_Problem requirements_
Count the lines in the material below that contain the string "doctor", and reply with that number alone.

_Dataset records_
================================

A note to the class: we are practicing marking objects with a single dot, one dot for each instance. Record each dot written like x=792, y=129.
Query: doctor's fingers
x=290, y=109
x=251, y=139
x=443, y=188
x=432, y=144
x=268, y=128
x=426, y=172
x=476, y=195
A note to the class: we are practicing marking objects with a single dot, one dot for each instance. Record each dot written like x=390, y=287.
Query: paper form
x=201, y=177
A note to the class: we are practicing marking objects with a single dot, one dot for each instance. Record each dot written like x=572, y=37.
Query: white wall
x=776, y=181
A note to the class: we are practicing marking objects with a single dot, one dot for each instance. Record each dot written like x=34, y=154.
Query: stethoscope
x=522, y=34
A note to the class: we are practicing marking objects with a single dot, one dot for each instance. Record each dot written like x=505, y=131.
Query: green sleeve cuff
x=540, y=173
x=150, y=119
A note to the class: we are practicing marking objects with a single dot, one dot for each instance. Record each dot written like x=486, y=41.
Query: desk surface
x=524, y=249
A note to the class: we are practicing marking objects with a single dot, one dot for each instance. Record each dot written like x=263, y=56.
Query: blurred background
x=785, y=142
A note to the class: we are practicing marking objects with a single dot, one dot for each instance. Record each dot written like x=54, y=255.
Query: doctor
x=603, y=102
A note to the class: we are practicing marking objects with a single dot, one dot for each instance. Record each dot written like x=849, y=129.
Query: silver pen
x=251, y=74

================================

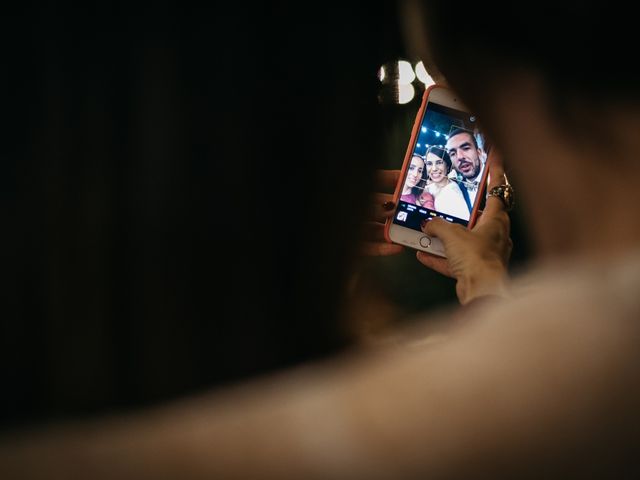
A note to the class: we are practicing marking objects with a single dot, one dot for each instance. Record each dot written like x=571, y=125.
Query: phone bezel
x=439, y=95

================================

_Answer in full_
2